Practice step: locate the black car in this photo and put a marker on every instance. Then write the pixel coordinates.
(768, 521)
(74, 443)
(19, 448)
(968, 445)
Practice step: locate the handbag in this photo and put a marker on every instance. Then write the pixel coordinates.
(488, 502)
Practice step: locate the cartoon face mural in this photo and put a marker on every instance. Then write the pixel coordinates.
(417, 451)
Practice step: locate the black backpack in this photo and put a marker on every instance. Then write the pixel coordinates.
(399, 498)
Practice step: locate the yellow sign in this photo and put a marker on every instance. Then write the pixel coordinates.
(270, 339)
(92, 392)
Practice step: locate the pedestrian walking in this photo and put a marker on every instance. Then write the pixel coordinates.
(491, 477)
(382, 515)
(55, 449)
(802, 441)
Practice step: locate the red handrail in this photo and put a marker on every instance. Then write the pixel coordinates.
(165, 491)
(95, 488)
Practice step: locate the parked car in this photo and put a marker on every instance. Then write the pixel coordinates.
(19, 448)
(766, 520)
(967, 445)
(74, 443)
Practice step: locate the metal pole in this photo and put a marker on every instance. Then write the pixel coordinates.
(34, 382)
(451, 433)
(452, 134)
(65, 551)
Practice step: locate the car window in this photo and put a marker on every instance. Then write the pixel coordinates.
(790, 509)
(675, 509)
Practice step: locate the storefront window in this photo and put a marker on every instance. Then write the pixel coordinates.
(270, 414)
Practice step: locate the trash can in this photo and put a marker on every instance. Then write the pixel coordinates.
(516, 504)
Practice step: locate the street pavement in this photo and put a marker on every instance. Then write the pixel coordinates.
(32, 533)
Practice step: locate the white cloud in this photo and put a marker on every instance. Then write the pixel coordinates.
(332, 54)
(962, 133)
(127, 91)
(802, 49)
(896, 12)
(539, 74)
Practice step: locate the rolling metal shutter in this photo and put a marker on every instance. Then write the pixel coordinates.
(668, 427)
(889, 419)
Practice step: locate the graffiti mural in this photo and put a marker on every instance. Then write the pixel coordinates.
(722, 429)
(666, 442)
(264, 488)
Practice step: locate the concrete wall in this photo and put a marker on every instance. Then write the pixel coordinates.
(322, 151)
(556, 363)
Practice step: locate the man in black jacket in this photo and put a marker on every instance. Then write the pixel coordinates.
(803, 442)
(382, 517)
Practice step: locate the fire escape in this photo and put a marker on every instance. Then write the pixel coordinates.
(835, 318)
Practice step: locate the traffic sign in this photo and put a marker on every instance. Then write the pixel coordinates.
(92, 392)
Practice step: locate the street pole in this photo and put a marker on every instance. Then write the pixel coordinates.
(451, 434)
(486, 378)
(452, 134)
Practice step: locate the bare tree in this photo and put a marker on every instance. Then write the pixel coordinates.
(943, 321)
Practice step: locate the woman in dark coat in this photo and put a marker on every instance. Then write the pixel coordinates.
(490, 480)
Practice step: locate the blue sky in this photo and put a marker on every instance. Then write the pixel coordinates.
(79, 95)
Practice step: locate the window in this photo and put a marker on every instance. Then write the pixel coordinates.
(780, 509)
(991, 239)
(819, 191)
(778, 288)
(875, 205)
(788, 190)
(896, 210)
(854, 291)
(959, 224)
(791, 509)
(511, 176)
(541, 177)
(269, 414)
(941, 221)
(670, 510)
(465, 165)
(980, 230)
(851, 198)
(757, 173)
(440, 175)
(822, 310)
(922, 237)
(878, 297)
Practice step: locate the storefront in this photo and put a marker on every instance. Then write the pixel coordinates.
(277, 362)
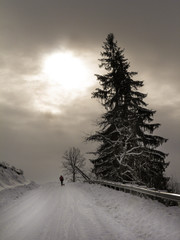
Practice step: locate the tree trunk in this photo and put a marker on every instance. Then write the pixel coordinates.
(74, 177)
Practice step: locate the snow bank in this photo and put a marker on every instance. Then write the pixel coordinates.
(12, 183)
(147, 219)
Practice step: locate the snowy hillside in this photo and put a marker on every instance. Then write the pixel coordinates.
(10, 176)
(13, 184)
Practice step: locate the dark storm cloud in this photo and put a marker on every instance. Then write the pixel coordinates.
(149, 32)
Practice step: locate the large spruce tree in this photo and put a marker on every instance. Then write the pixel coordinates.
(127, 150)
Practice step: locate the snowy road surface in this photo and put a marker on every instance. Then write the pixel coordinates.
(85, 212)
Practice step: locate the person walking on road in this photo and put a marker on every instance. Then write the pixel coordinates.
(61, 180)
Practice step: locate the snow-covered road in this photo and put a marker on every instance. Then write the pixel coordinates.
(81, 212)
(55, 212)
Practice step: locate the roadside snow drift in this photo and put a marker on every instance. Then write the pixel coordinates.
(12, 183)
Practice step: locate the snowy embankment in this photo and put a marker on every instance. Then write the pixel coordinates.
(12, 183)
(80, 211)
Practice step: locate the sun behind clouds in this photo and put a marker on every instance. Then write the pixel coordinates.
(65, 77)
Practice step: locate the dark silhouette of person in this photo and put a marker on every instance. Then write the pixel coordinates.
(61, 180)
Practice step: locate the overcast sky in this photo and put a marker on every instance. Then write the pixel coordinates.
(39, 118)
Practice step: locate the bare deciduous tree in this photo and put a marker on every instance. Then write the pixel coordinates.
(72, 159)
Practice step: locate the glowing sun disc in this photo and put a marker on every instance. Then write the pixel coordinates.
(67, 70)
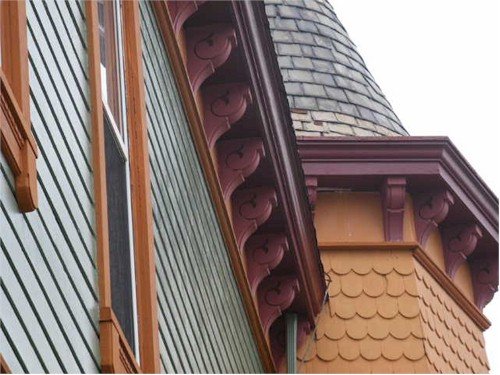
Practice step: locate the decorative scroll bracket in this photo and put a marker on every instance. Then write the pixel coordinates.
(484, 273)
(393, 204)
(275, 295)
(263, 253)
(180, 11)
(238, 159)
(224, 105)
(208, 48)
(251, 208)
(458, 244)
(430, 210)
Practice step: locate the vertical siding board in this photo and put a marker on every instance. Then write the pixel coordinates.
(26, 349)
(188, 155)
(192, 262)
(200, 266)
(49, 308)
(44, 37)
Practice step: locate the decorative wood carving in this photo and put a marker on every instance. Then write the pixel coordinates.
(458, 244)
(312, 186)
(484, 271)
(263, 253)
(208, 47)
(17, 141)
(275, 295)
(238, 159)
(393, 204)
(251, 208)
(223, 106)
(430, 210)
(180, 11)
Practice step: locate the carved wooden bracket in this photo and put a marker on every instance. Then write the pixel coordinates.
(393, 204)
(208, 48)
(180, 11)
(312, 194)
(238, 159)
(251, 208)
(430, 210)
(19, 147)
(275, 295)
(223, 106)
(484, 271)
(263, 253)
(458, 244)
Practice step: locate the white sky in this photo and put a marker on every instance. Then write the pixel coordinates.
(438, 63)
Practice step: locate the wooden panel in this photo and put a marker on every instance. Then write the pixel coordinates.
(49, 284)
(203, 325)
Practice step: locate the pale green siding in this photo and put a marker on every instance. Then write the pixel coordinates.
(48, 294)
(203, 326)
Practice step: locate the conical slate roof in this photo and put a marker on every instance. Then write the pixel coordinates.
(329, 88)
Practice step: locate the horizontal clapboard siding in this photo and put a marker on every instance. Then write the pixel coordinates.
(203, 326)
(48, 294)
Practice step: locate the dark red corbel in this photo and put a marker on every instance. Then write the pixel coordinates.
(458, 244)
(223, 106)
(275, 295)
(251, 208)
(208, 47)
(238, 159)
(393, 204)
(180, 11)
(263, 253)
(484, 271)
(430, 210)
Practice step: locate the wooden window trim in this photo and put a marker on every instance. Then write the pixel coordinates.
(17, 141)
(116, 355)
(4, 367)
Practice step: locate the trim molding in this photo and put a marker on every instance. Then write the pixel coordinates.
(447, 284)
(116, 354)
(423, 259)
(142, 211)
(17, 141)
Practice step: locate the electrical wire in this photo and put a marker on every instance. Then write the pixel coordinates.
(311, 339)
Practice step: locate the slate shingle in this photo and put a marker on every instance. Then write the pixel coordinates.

================================

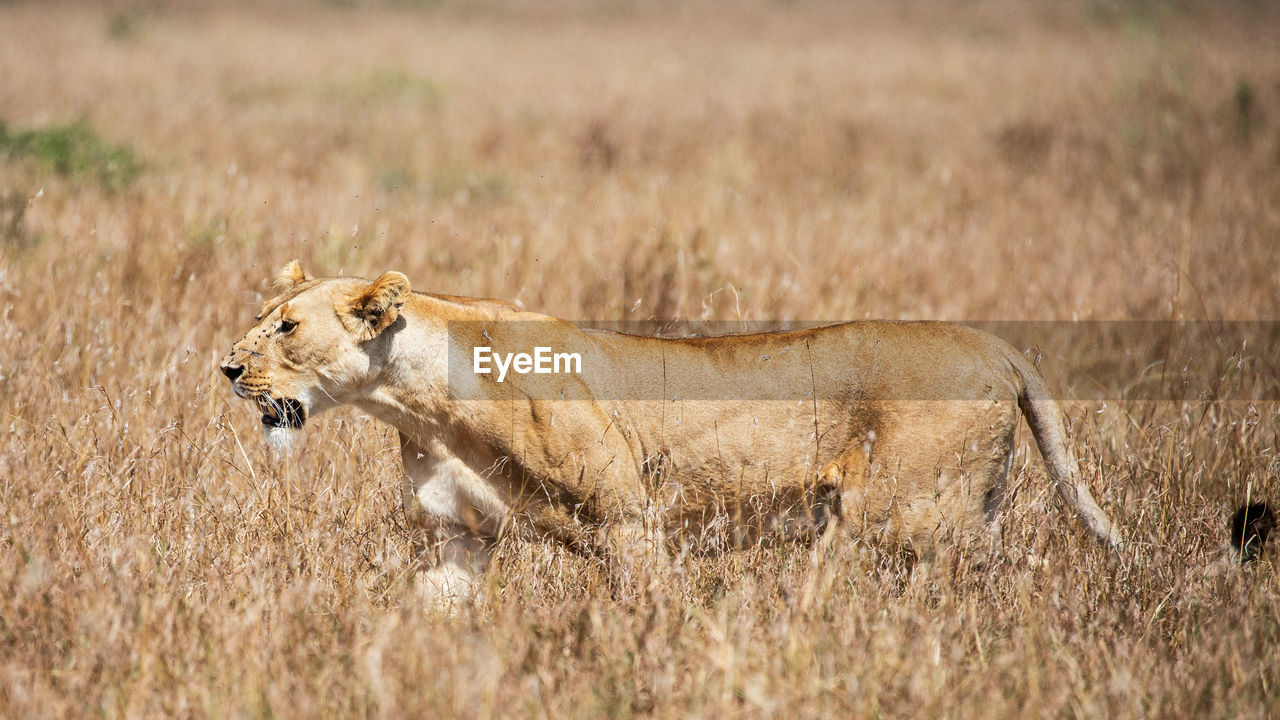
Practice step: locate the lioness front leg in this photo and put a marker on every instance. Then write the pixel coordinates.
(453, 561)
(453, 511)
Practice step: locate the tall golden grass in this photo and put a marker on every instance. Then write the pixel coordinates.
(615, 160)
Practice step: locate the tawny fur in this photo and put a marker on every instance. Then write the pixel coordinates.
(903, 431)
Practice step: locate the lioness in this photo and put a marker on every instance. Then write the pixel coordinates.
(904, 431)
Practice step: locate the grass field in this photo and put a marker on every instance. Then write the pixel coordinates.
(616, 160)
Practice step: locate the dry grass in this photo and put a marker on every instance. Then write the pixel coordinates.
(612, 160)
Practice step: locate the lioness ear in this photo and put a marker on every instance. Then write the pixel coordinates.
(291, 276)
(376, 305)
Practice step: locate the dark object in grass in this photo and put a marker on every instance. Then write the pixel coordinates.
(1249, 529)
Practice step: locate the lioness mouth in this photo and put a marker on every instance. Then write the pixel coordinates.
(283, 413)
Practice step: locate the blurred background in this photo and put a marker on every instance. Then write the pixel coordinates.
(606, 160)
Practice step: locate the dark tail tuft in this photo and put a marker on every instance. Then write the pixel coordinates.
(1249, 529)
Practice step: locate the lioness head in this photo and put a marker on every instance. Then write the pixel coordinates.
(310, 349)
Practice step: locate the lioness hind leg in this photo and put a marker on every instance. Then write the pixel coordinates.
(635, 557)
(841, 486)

================================

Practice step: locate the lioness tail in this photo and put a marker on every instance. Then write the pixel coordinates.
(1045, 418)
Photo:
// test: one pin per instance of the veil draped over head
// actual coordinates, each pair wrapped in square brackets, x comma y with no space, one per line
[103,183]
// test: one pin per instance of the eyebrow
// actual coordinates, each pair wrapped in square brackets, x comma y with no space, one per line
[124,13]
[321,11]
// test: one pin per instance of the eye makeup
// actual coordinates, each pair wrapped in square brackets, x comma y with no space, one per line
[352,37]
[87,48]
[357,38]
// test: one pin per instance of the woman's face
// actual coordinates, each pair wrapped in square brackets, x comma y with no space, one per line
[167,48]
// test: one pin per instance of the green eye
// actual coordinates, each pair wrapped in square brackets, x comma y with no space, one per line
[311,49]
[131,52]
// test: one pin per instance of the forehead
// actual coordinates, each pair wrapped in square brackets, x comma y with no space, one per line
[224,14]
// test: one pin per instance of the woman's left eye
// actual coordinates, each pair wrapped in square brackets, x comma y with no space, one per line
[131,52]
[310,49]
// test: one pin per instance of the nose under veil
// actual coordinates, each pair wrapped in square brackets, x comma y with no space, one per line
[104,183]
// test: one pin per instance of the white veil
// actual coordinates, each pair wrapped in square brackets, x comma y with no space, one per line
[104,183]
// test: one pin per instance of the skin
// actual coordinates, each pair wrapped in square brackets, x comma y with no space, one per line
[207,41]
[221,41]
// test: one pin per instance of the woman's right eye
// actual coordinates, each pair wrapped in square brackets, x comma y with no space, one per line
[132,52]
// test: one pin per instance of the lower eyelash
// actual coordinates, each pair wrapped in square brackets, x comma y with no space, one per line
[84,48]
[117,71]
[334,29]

================================

== Written request ==
Which lines of the records above contain the string "green"? List each of those lines in full, matching case exactly.

== Answer to this exercise ==
Practice step: locate the pale green siding in this photo and put a marker on every instance. Then write the pixel coordinates.
// test: one pin per instance of the green eye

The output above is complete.